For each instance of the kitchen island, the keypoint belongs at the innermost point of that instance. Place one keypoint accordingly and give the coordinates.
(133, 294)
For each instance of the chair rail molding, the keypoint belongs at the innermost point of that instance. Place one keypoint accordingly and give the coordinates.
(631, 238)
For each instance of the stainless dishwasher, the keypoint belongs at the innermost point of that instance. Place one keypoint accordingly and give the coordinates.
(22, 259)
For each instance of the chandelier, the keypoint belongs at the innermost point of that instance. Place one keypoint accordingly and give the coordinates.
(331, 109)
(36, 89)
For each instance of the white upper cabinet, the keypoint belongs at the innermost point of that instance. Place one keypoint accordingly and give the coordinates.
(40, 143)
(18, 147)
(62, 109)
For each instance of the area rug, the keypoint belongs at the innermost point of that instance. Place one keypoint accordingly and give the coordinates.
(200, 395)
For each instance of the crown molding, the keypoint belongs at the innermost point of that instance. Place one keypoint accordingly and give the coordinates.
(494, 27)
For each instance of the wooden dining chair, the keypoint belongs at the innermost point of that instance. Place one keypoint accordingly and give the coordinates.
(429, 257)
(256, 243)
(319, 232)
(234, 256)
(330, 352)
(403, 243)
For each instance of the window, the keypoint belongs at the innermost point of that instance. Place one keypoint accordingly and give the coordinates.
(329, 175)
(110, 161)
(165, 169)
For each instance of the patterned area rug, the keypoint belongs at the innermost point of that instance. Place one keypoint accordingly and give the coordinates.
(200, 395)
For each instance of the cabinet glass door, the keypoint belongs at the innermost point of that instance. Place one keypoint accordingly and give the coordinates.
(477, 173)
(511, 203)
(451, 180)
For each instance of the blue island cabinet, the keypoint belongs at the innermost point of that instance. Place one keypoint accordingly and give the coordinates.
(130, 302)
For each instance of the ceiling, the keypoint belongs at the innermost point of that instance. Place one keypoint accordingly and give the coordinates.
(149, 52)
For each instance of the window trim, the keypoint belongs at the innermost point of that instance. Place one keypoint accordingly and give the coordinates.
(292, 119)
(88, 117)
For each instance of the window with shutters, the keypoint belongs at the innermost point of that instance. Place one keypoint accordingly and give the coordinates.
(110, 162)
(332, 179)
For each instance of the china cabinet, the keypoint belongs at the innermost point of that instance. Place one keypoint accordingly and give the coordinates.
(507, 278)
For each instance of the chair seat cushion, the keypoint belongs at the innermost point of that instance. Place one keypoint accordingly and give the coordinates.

STATED GOAL:
Copy all of the data above word for word, without changing anything.

SOLUTION FOR THIS PROBLEM:
For each instance of the kitchen island, the keypoint belongs at the innermost point of that instance. Place one keypoint accordingly and give the coordinates.
(133, 294)
For each instance of the chair rail molding, the keypoint belongs at the innermost point of that instance. Place one keypoint accordingly and give the coordinates.
(631, 238)
For each instance of the stainless dishwasher, the keypoint belongs at the innermost point of that instance. Place one keypoint accordingly and give the coordinates.
(22, 259)
For each instance of the chandelier, the keypoint belongs at the innermost point of that instance. Place one keypoint accordingly and give the coordinates.
(331, 109)
(36, 89)
For each instance of the white upper cabinet, the keypoint belongs at the innermost point of that instance. Place one keypoint accordingly and give the coordinates.
(40, 143)
(18, 147)
(62, 109)
For each instance of the area rug, the keypoint belongs at the innermost point of that instance. Place one keypoint accordingly and give the coordinates.
(200, 395)
For each instance of the crown molding, the keypoint belongs at the innermost point of that instance. Place one keypoint accordingly and give the coordinates.
(494, 27)
For each instance of the wooden dining chair, the keypoint belongs at the innermost point of that instance. Place one keypoint accordingly and give the coordinates.
(429, 257)
(256, 243)
(319, 232)
(234, 256)
(330, 352)
(403, 243)
For each instance of the window, the keypoint belongs at the innermost point of that instance. Place one keypoint accordingly and give the coordinates.
(329, 175)
(110, 161)
(165, 169)
For each instance of the patterned area rug, the keypoint belongs at the innermost point of that instance. Place one keypoint accordingly and give the coordinates.
(200, 395)
For each instance of the cabinet glass door, the keypoint belongs at the innermost point of that instance. Place one keypoint accordingly and give the coordinates.
(477, 173)
(511, 203)
(451, 180)
For each instance of the blue island cabinet, the keypoint belongs at the innermost point of that instance. Place one keypoint accordingly and give the coordinates.
(130, 302)
For each instance of the ceiling, the keypoint belongs at the innermost point of that instance. Place one keypoint accordingly and give the coordinates.
(149, 52)
For each instance of the window trim, the keypoint belongs at the innermost point of that instance. Place one keypoint accordingly and give the coordinates.
(292, 119)
(88, 117)
For each instance of the window with shutters, the keypoint belongs at the innermost point of that instance. Place one keypoint accordingly and give the coordinates.
(110, 162)
(332, 179)
For each instance of the china cabinet, the keypoint belongs at the innermost point of that instance. Place one keypoint accordingly and give the coordinates.
(507, 278)
For each instance of the chair seat cushion, the keypoint belongs at the innermost point of that instance. Place one keypoint accordingly and give the coordinates.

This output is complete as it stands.